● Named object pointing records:
--- Begin ---

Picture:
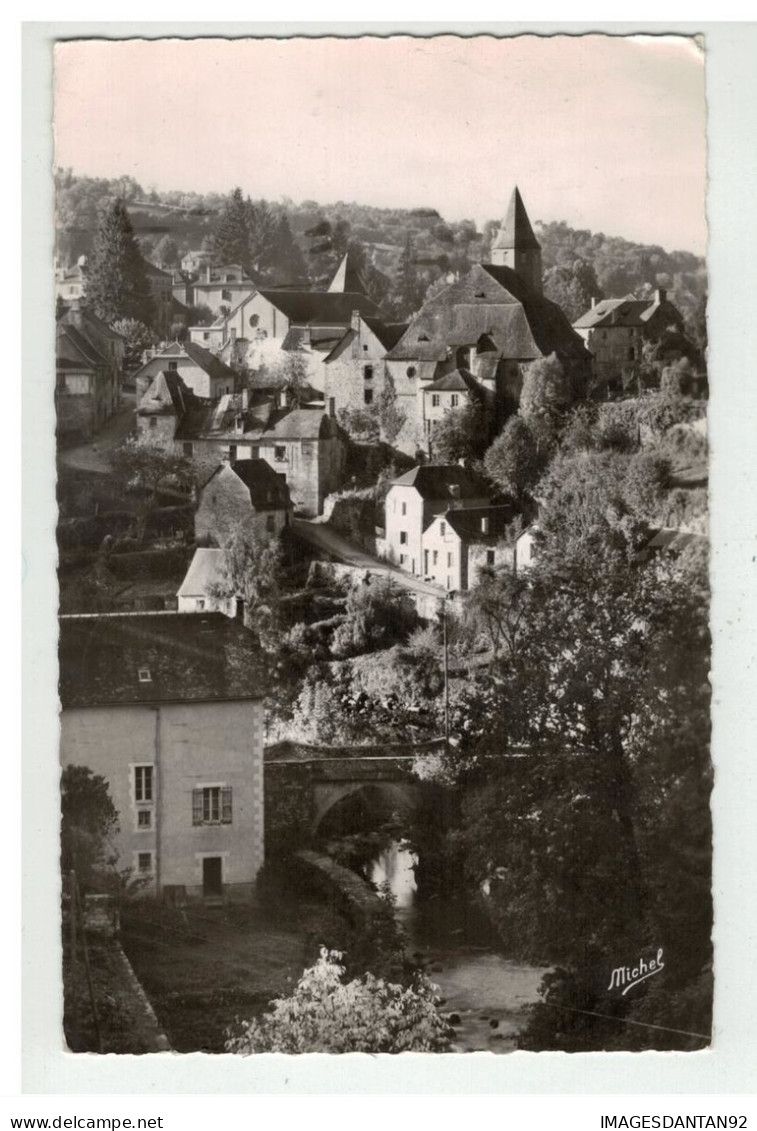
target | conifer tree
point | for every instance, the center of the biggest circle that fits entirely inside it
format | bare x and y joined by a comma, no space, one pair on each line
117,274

--- End ---
--- Begin ---

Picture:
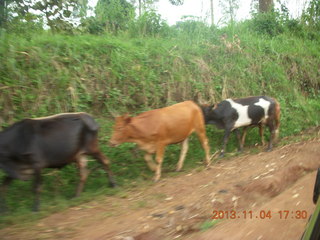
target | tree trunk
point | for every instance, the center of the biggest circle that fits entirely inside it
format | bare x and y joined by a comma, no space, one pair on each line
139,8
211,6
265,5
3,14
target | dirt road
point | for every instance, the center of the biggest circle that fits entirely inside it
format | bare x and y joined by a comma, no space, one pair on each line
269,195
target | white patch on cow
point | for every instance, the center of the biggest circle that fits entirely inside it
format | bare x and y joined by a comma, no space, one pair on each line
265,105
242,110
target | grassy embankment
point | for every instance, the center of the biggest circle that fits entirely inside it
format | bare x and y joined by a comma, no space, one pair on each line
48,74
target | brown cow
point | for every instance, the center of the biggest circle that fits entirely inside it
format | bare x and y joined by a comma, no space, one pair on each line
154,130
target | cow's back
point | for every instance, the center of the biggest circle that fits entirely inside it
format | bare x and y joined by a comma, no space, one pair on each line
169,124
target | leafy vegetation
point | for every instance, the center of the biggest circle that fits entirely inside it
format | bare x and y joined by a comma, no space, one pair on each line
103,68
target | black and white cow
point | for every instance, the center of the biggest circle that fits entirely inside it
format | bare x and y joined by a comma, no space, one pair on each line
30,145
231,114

--- End ---
--- Begin ---

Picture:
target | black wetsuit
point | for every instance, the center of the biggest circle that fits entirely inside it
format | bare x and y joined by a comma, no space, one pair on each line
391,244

--- End ---

● WHAT IS EXPECTED: Copy out each line of the records above that contains the string "tree", treating uppercase and lowercase as different.

● TASK ANSWER:
target | conifer tree
target | tree trunk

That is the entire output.